Stated task »
Shift every coordinate in the answers by adding 51 to each number, leaving the requests and their format samples unchanged. Then give all the lines of the records again in full, requests included.

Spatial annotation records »
....

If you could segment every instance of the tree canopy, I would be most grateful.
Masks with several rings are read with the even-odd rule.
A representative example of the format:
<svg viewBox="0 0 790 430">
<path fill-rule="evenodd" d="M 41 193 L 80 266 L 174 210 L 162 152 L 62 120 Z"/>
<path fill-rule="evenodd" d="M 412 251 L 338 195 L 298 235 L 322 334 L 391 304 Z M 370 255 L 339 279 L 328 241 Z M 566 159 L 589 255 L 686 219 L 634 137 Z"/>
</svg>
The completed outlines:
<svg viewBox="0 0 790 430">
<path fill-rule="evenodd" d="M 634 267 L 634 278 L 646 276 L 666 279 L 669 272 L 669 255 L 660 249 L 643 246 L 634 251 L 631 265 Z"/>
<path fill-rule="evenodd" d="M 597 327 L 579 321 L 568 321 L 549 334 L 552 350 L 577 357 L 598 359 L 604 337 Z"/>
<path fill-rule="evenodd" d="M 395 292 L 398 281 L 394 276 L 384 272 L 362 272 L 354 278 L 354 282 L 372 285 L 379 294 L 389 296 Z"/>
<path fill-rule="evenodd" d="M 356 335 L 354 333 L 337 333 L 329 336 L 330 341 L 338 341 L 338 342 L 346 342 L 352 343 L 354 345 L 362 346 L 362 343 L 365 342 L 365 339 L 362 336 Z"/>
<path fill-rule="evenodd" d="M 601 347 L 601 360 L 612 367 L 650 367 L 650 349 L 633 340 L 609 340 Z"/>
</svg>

....

Exercise solution »
If you could segment every instance of the tree canopy, I would be most grateful.
Masks with several rings are read with the even-odd rule.
A representative example of the format:
<svg viewBox="0 0 790 430">
<path fill-rule="evenodd" d="M 41 193 L 80 266 L 174 210 L 162 152 L 62 120 Z"/>
<path fill-rule="evenodd" d="M 412 251 L 338 195 L 298 235 L 322 334 L 391 304 Z M 370 255 L 339 279 L 328 241 Z M 566 159 L 589 255 L 686 219 L 634 137 Z"/>
</svg>
The completed outlines:
<svg viewBox="51 51 841 481">
<path fill-rule="evenodd" d="M 685 318 L 685 329 L 697 327 L 717 330 L 720 323 L 720 306 L 711 300 L 694 297 L 685 302 L 682 316 Z"/>
<path fill-rule="evenodd" d="M 648 378 L 630 372 L 619 372 L 600 385 L 603 401 L 628 408 L 649 410 L 655 388 Z"/>
<path fill-rule="evenodd" d="M 446 343 L 449 332 L 445 327 L 435 323 L 413 323 L 405 329 L 405 333 L 423 336 L 430 345 L 440 347 Z"/>
<path fill-rule="evenodd" d="M 407 386 L 405 384 L 388 384 L 380 387 L 381 392 L 389 392 L 389 393 L 397 393 L 403 394 L 405 396 L 413 397 L 413 394 L 416 393 L 416 390 L 413 387 Z"/>
<path fill-rule="evenodd" d="M 652 398 L 652 411 L 663 418 L 701 418 L 701 400 L 684 391 L 660 391 Z"/>
</svg>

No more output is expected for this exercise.